* START ENTRIES SUPPLIED *
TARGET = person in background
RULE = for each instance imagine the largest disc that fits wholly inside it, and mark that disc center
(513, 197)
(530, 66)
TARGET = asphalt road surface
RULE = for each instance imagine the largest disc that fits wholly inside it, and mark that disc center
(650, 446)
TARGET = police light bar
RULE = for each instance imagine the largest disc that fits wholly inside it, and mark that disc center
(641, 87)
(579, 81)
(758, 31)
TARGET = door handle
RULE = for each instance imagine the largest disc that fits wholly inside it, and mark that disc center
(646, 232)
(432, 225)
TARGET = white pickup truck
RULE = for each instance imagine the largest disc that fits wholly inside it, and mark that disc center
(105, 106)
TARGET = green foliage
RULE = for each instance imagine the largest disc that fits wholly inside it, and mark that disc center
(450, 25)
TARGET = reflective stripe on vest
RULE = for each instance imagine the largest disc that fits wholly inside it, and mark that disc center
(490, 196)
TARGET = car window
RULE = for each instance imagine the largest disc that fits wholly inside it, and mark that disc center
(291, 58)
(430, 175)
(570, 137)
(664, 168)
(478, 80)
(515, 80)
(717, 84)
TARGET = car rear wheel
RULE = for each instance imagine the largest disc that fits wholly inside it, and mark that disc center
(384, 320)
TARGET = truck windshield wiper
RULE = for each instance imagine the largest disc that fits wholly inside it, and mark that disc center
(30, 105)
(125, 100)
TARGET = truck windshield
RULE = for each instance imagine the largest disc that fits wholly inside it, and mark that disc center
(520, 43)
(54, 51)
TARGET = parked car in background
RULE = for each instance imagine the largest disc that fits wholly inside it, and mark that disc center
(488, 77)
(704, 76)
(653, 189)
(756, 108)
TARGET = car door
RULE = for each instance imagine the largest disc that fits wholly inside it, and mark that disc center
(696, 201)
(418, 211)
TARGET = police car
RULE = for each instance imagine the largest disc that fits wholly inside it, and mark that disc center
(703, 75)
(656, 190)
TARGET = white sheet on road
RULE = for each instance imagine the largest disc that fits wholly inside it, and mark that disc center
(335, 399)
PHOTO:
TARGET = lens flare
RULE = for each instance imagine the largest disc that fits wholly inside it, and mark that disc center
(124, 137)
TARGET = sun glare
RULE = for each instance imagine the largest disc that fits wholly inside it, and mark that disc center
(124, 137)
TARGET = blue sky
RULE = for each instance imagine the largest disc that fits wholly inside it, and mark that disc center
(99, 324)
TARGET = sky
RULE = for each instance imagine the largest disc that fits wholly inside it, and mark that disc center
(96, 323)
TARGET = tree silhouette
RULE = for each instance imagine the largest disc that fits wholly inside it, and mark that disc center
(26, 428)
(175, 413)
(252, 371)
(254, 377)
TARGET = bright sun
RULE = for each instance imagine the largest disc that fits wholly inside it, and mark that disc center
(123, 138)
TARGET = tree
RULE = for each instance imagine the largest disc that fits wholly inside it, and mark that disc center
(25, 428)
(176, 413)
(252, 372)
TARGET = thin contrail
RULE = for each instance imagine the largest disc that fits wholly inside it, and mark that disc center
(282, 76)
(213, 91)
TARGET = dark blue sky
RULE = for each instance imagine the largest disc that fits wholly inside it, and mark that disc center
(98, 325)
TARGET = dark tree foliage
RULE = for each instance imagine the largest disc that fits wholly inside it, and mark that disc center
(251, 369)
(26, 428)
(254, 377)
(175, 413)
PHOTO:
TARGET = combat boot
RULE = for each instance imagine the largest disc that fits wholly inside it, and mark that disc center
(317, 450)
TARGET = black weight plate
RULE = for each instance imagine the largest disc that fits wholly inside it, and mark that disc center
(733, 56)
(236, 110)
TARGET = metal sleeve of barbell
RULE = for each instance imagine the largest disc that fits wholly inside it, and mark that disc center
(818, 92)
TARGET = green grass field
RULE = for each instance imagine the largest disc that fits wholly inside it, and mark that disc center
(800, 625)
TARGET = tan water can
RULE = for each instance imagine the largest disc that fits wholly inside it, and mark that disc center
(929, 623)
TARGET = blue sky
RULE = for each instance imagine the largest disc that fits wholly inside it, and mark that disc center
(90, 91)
* END ENTRIES SUPPLIED *
__AIM__: Reproduce the complete set of lines precisely as supplied.

__ANSWER__:
TARGET = person in background
RULE = for each instance imagine the largest disc that fits wholly inside it, and mark that disc center
(513, 197)
(530, 66)
TARGET = asphalt road surface
RULE = for each instance imagine the largest disc that fits wholly inside it, and mark that disc center
(650, 446)
TARGET = police light bar
RULE = for each instance imagine the largest disc that fits wholly inside it, and mark that disc center
(641, 87)
(579, 81)
(758, 31)
TARGET = door handle
RULE = for each instance imagine the largest disc that fits wholly inside it, and mark that disc center
(646, 232)
(432, 225)
TARGET = white pickup truck
RULE = for each instance imagine the largest disc that fits wholly inside it, and mark that disc center
(105, 106)
TARGET = green foliage
RULE = for each instance imagine the largest disc that fits wholly inside it, and mark that disc center
(450, 25)
TARGET = reflective stripe on vest
RULE = for each instance imagine the largest disc that fits wholly inside it, and mark that disc center
(490, 196)
TARGET = car window
RULE = for each instance imagine the largest disc that fits wholly inside it, and mark that disc center
(291, 58)
(430, 175)
(570, 137)
(664, 168)
(478, 80)
(515, 80)
(717, 84)
TARGET = car rear wheel
RULE = for each instance imagine the largest disc that fits wholly inside it, and mark that disc center
(384, 320)
TARGET = truck windshield wiper
RULE = for each instance imagine the largest disc that fits wholly inside it, and mark that disc center
(30, 105)
(125, 100)
TARGET = truck windshield
RULE = for each instance imagine the largest disc that fits wholly inside it, and mark that disc center
(520, 43)
(54, 51)
TARGET = parked car in background
RULE = for each instance imagine the largest disc that fits wholly inside it, and mark that disc center
(488, 77)
(704, 76)
(653, 189)
(756, 108)
TARGET = car door
RULE = for each instance imagine the largest disc that fits wholly inside it, and mark that disc center
(696, 201)
(418, 211)
TARGET = police car
RULE = for each instance imagine the largest disc that fits wholly inside it, and mark that disc center
(703, 75)
(656, 190)
TARGET = white sheet on road
RULE = for each instance imagine the largest disc that fits wholly inside it, and mark that disc center
(335, 399)
PHOTO:
TARGET = lens flare
RULE = for each instance imagine the largest disc that fits wholly inside it, and mark that disc center
(124, 137)
TARGET = sun glare
RULE = for each instance imagine the largest disc that fits wholly inside it, and mark that disc center
(124, 137)
TARGET = blue sky
RULE = for each instance imagine the largest disc that fits wholly inside it, and mark that disc center
(99, 324)
TARGET = sky
RULE = for each instance imagine the largest disc that fits wholly inside it, and mark that disc center
(96, 323)
TARGET = tree silhouette
RULE = for each instance imagine the largest disc that fits wholly inside it, and mark that disc center
(26, 428)
(175, 413)
(252, 371)
(254, 377)
TARGET = bright sun
RULE = for each instance imagine the largest disc that fits wholly inside it, and mark that disc center
(123, 138)
TARGET = tree
RULE = for each instance imagine the largest disc that fits wholly inside it, and mark that disc center
(25, 428)
(176, 413)
(252, 372)
TARGET = thin contrail
RULE = for each instance imagine the largest disc that fits wholly inside it, and mark that disc center
(282, 76)
(213, 91)
TARGET = dark blue sky
RULE = for each instance imagine the largest disc that fits wholly inside it, and mark that disc center
(98, 325)
TARGET = dark tree foliage
RULE = for each instance imagine the largest disc that fits wholly inside it, and mark that disc center
(251, 369)
(26, 428)
(254, 377)
(175, 413)
PHOTO:
TARGET = combat boot
RULE = for each instance imagine the largest disc that fits wholly inside it, and mark that disc center
(317, 450)
TARGET = black weight plate
RULE = for each instance imagine the largest disc that fits wholly inside it, and mark that disc center
(733, 56)
(236, 110)
TARGET = metal sleeve of barbell
RULE = for each instance imagine the largest disc that fits wholly inside it, and mark that disc center
(818, 92)
TARGET = green grass field
RULE = for each instance imagine the largest disc that fits wholly inside it, and mark that disc center
(800, 625)
TARGET = tan water can
RULE = for each instance imagine the largest disc that fits wholly inside it, and mark that disc center
(929, 623)
TARGET = blue sky
RULE = for each instance imagine the largest disc that fits wholly inside it, and mark that disc center
(90, 91)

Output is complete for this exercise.